→ **Data shown**:
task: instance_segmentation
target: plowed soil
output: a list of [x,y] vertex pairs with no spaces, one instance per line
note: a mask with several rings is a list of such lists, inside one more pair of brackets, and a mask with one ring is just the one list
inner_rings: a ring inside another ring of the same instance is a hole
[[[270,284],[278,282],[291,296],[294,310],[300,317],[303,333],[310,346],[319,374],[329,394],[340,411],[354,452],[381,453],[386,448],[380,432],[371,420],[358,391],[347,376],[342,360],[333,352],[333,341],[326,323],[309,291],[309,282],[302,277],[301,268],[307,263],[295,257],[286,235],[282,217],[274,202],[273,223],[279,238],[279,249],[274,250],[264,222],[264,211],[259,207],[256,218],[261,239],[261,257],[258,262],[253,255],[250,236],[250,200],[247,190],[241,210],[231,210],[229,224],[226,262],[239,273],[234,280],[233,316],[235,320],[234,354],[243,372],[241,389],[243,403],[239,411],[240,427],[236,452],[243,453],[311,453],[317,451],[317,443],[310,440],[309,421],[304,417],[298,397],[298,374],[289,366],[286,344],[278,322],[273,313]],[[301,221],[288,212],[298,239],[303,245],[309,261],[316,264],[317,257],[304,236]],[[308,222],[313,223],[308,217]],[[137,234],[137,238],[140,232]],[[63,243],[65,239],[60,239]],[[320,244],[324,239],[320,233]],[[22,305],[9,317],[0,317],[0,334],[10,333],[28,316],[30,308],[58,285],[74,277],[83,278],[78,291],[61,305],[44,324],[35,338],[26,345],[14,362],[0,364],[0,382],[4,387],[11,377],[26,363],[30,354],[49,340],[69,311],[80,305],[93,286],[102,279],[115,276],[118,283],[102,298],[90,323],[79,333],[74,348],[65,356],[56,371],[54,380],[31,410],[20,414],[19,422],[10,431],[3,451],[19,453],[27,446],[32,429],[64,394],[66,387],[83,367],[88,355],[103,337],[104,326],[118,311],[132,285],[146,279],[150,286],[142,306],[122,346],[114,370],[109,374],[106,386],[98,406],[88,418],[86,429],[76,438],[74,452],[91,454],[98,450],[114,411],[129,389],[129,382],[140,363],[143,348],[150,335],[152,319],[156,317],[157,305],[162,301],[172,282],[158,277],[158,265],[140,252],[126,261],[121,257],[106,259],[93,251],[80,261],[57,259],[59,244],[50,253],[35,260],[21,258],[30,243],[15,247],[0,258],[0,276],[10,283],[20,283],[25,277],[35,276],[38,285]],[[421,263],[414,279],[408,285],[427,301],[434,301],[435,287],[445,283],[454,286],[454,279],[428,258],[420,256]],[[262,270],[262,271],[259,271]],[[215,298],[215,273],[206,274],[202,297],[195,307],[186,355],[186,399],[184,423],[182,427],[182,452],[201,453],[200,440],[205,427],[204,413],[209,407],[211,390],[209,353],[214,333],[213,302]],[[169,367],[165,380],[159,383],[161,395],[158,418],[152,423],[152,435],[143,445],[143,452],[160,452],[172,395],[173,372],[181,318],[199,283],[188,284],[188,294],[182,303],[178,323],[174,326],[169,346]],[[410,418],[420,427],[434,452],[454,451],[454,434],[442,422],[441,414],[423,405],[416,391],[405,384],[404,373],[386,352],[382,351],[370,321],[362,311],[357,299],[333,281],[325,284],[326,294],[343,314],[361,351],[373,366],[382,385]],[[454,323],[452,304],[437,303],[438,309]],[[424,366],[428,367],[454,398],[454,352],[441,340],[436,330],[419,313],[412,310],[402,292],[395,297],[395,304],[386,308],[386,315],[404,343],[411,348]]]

→ **What you will do**: Put every line of the records above into a numbered list, omitting blank lines.

→ **Written answer**:
1. task: instance_segmentation
2. target: plowed soil
3. output: a list of [x,y] vertex pairs with no spaces, one instance per line
4. note: a mask with several rings is a list of such lists, inside one more pair of brackets, and a mask with one ring is just the one list
5. inner_rings: a ring inside another ring of the same instance is a hole
6. [[[270,284],[278,282],[291,296],[294,310],[300,317],[303,333],[310,346],[319,374],[329,394],[340,411],[354,452],[381,453],[386,448],[380,432],[371,420],[358,391],[347,376],[342,360],[333,352],[333,341],[326,323],[309,291],[309,282],[302,277],[301,268],[307,263],[295,257],[286,235],[282,217],[274,202],[273,223],[279,238],[279,249],[274,250],[264,222],[264,211],[259,207],[256,218],[261,239],[261,257],[258,262],[253,255],[250,236],[250,200],[247,190],[241,210],[231,210],[229,224],[226,262],[239,273],[234,280],[233,316],[235,320],[234,354],[243,372],[241,389],[243,403],[239,411],[240,427],[236,452],[243,453],[311,453],[317,451],[317,443],[310,440],[309,421],[304,417],[298,397],[298,374],[289,366],[286,344],[278,322],[273,313]],[[301,221],[288,212],[298,239],[303,245],[309,261],[316,264],[317,257],[304,236]],[[308,222],[313,223],[308,217]],[[137,234],[137,238],[140,232]],[[63,243],[65,239],[60,239]],[[320,244],[324,239],[320,233]],[[22,305],[9,317],[0,317],[0,334],[10,333],[28,316],[30,308],[58,285],[74,277],[83,278],[78,291],[61,305],[44,324],[35,338],[26,345],[14,362],[0,364],[0,382],[4,387],[11,377],[26,363],[30,354],[49,340],[69,311],[80,305],[93,286],[102,279],[115,276],[118,283],[102,298],[90,323],[79,333],[74,348],[65,356],[56,371],[54,380],[31,410],[20,414],[19,422],[10,431],[3,451],[19,453],[27,446],[32,429],[64,394],[66,387],[83,367],[88,355],[103,337],[104,326],[118,311],[132,285],[146,279],[150,286],[142,306],[122,346],[114,370],[109,374],[106,386],[98,406],[88,418],[86,429],[76,438],[74,452],[91,454],[98,450],[114,411],[129,389],[129,382],[140,363],[143,348],[150,335],[152,319],[156,317],[157,305],[162,301],[172,282],[158,277],[158,265],[140,252],[126,261],[121,257],[106,259],[93,251],[80,261],[57,259],[59,244],[50,253],[35,260],[21,258],[30,243],[15,247],[0,258],[0,276],[10,283],[20,283],[25,277],[35,276],[38,285]],[[421,263],[414,279],[408,285],[427,301],[434,301],[435,287],[445,283],[454,286],[454,279],[428,258],[420,256]],[[262,270],[262,271],[259,271]],[[215,298],[215,273],[206,274],[202,297],[195,307],[186,355],[186,399],[184,423],[182,427],[182,452],[201,453],[200,440],[205,427],[204,413],[209,407],[211,390],[209,353],[214,333],[213,302]],[[169,367],[165,380],[159,383],[161,395],[158,418],[152,423],[152,435],[143,445],[143,452],[160,452],[172,395],[173,372],[181,318],[199,283],[188,284],[188,294],[182,303],[178,323],[174,326],[169,346]],[[410,418],[420,427],[434,452],[454,451],[454,434],[442,422],[441,414],[423,405],[416,391],[405,384],[404,373],[386,352],[382,351],[370,321],[362,311],[357,299],[333,281],[325,284],[326,294],[343,314],[361,351],[373,366],[382,385]],[[454,323],[452,304],[437,303],[438,309]],[[424,366],[428,367],[454,398],[454,352],[441,340],[436,330],[419,313],[412,310],[402,292],[395,297],[395,304],[386,308],[386,315],[404,343],[411,348]]]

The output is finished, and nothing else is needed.